*PASSAGE PROVIDED*.
---*---

We started The Bent because we know how alone new managers can feel.
We also know how bad they can be at their jobs — and that neither of those things gets solved very quickly without a lot of help.
Emma: I found it really challenging to be a better boss when I was just starting out. I wanted to be taught: Here’s what you do to be a good manager.
But it’s hard to abandon the belief that you’re a failure for asking for help. Or a burden. I was under the impression that if I had been tasked with being the boss, I should know how to be the boss. So I was always masking my questions with a sort of timid nonchalance: “Any advice for how to deal with a direct report who keeps lying to your face, ha ha, no biggy, what did you have for lunch?”
Nonchalant advice was never enough. I wanted very literal step-by-step instructions on how to handle whatever nightmare situation, as well as any potential mid- to long-term consequences of those actions. I wanted daily check-ins and pep talks and post-mortem discussions.
Andy: And flow charts!
Emma: Yes! I wanted someone to lash themselves to my body like a skydiving instructor for the duration of the ordeal. Andy was the first boss I had who didn’t make me feel ridiculous for craving that level of support.
Andy: Of course I would share literally anything I knew! Why would I push you out of the plane alone? I’d just been in that lonely place doing something hard and high-stakes without asking for help.

---*---

*GIVEN RECORDS*.
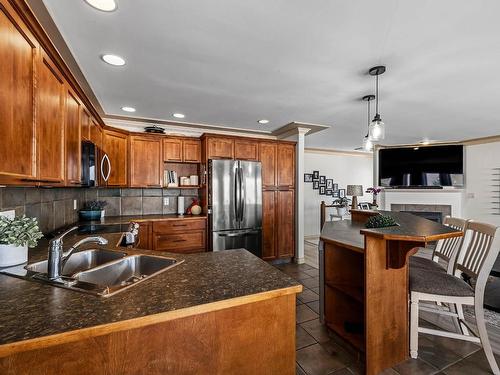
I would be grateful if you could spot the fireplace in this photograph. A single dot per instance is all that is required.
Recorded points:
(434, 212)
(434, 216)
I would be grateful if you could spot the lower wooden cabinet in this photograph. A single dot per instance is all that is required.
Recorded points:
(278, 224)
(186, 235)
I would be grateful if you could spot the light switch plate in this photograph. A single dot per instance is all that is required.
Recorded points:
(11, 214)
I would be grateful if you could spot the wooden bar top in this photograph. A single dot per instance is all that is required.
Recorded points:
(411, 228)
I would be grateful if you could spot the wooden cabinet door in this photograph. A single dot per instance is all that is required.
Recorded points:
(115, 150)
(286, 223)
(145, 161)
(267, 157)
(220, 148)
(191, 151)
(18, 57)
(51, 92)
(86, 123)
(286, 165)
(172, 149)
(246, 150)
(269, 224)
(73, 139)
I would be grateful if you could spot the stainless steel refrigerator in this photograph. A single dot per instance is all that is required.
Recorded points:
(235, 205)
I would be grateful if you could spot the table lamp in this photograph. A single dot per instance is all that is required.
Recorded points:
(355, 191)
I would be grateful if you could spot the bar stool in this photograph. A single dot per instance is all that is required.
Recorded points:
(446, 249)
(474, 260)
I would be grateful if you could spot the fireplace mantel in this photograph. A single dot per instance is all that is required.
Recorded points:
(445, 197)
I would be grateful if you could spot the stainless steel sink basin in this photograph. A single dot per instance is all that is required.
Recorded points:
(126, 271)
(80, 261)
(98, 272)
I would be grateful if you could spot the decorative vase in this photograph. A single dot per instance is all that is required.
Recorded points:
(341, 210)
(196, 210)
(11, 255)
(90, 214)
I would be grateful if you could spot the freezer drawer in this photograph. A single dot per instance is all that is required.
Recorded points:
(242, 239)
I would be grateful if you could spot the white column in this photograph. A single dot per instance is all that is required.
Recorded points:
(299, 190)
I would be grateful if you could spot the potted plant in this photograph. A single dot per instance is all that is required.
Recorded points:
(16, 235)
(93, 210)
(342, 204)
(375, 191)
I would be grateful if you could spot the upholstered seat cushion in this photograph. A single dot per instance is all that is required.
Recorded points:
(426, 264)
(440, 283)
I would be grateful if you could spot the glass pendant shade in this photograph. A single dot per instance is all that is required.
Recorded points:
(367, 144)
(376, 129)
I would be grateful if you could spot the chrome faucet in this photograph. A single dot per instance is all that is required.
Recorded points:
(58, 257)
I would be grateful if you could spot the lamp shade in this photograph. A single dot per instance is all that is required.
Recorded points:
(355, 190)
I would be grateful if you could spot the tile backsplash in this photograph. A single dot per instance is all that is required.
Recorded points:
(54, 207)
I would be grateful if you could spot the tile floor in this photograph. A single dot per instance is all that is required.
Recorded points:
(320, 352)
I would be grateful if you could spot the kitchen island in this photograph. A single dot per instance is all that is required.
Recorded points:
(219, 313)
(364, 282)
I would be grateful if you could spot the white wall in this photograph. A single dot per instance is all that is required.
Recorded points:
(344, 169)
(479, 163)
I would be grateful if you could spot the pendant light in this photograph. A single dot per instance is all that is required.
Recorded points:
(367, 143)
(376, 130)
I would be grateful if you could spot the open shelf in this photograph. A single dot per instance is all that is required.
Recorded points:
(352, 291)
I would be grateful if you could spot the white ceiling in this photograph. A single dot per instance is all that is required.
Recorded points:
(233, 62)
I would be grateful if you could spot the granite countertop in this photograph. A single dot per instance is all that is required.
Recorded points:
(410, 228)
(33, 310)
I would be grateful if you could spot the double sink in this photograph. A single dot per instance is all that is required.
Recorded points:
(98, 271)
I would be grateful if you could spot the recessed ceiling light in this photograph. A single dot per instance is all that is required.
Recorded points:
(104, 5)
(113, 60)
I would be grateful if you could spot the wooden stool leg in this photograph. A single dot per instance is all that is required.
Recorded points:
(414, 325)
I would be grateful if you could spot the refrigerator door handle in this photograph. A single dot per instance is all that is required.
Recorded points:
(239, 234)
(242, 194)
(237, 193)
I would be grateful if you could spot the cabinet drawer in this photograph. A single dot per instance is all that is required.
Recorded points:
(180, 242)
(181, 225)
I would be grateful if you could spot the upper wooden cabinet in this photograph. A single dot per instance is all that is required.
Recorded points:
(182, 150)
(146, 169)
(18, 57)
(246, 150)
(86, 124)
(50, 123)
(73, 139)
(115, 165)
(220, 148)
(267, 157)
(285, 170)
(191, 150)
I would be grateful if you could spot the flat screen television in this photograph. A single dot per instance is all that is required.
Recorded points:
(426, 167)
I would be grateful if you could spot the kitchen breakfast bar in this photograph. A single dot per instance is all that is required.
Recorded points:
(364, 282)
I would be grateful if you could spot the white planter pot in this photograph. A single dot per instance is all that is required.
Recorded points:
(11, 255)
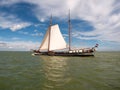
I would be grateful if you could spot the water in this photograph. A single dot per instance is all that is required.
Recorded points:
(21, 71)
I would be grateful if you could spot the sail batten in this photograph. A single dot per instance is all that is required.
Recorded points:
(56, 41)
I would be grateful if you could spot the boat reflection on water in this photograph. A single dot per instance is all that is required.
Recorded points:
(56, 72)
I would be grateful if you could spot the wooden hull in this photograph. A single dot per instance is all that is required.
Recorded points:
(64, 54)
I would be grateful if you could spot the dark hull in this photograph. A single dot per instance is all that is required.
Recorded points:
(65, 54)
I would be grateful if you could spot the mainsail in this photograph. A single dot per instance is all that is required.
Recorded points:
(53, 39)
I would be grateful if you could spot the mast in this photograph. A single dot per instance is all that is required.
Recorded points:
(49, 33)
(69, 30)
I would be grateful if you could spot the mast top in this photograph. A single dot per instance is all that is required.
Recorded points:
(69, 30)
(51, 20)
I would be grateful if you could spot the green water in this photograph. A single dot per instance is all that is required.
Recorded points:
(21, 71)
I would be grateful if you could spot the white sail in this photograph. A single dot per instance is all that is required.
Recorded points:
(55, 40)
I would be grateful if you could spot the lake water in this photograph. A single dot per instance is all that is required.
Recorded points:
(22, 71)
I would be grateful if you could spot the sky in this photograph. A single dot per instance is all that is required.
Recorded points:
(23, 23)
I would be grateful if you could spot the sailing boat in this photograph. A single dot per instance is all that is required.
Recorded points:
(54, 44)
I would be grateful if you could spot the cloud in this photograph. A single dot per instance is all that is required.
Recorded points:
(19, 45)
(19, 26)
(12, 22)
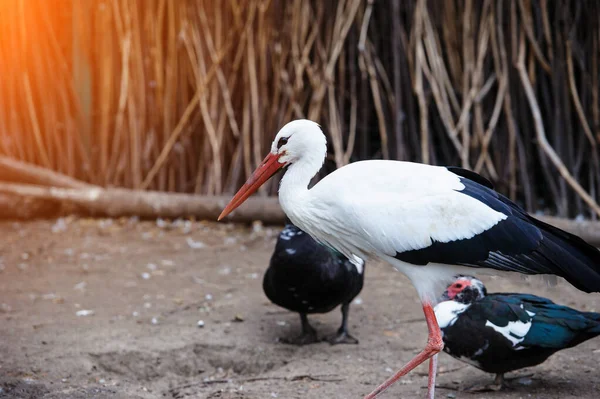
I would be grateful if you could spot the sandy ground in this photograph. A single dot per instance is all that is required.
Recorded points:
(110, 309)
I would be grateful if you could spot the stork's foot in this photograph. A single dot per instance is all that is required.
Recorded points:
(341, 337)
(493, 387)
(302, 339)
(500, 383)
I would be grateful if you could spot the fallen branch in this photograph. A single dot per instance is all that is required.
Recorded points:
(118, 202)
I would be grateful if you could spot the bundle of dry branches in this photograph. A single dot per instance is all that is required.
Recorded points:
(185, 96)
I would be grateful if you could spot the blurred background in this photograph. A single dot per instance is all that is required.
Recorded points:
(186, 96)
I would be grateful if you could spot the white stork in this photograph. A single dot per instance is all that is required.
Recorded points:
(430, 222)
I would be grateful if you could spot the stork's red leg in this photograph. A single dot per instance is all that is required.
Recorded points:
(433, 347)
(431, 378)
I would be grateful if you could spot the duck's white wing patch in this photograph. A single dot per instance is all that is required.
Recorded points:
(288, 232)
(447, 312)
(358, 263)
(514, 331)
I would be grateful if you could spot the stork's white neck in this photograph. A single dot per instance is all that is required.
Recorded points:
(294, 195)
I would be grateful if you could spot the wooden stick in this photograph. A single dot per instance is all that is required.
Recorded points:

---*---

*THE PROBLEM*.
Continue the piece about new managers and why The Bent was started, picking up right after its last line.

*FINAL ANSWER*.
Getting better at my job changed my brain. It’s a lab where I found my voice and asked and answered questions about who I was. How do I want to sound in this email? What do I do when things get hard? Who am I, really? Work is one of the places I’ve grown up, and grown into myself.
Emma: Becoming a better boss is like therapy, or exercise, or getting a full night’s sleep: If you commit to it for awhile, you’re going to see benefits all over your life. It rewires you. I mean, my brain today literally feels different sitting inside of my skull than it did a few years ago. And it’s more like the brain that I want to have: critical, confident, patient, prepared.
Andy: The Bent is every secret code we figured out, every practical and tactical thing we have: our email templates, our spreadsheets.
Emma: It’s our advice about what we would do in a situation, and what we did do in that situation, and the consequences both good and bad, why they are important, and what we learned along the way. It’s our skydiving manual.
Andy: We’re both managers of writers and editors, so a lot of what we talk about is managing and being a better boss. But it all applies to any hard thing you’re doing.